__Passage provided__.

····················

Mike Zimmer was in a bad mood when he stepped up to the podium on Sunday night. The Minnesota Vikings had just been stomped by the Green Bay Packers. His job security was hanging in the balance. To top it off, he had to address the media to tell them what happened.
Zimmer was brief and blunt. His body language suggested he would rather be on his ranch. And it was clear that he had gone into full “Two Weeks” mode.
We have all been where Zimmer is right now. Your boss is a jerk. Your co-workers are driving you insane. You hate dealing with everyone. At some point, you just can’t take it anymore. You submit your two weeks notice.
For those two weeks, you enter an oblivious state. While coasting toward the finish line, you reach the point where you don’t care what anyone thinks. You start lashing out at everyone and telling them what you really think of them.
Besides, what’s the worst they’re going to do? Fire you? Good.
It started with the coaching staff, which likely felt the wrath of Zimmer during the loss to the Packers. After stating they needed to establish the run down 17 points, Zimmer doubled down during Monday’s press conference.
“We’re playing with a backup quarterback, and no offense to Sean [Mannion], we’re throwing the ball 45 times,” Zimmer began. “…I talked to [offensive coordinator Klint Kubiak] before that play we got sacked on, and I said ‘Klint, we have to run the ball here.’ He said he was going to run it on second down, thinking that he had a good play on first down. Then it’s 2nd and 20.”

····················

__Exercise tasks__.
A. Answer these questions from the passage on Mike Zimmer, marking each answer to match:
(i) Which team beat the Minnesota Vikings on Sunday night?
(ii) How many times does Zimmer say the team is throwing the ball?
(iii) Who is named as the offensive coordinator?
B. Count the lines of the listing that contain the string "arena", with case counting, and give only the number.
The listing has no connection to the passage on Mike Zimmer.

····················

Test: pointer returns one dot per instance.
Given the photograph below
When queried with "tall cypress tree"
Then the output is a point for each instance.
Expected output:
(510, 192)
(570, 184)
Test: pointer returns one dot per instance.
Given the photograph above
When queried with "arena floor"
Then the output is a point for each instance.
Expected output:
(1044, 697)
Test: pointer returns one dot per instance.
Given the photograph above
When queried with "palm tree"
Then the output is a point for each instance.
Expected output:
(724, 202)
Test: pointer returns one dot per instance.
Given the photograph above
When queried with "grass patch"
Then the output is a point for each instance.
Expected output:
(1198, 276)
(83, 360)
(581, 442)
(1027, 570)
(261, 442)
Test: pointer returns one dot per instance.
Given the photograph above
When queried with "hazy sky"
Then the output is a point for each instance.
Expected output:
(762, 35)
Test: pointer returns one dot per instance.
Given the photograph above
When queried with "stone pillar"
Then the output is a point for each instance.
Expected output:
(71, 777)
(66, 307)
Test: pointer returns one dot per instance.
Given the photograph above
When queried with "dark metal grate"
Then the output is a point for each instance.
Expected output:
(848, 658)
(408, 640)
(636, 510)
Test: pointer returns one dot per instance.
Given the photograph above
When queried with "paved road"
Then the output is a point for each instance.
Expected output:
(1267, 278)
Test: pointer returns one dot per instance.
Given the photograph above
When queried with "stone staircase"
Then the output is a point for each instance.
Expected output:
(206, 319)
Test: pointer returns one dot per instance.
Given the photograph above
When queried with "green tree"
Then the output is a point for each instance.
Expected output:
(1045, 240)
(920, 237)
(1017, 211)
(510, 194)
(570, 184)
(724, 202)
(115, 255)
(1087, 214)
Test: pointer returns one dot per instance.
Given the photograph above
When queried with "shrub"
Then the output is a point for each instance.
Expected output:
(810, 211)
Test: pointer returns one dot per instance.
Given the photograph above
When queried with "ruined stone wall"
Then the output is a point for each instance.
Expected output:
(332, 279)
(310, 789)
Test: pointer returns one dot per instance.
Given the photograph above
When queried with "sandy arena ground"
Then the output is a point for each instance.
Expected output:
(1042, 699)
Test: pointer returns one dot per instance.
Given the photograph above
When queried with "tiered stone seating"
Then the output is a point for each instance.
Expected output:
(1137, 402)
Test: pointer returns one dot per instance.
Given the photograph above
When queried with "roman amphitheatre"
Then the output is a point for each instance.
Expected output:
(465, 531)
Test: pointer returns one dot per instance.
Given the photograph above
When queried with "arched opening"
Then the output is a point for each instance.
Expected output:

····················

__Answers to the problems__.
A.
(i) The Green Bay Packers
(ii) 45 times
(iii) Klint Kubiak

B. 2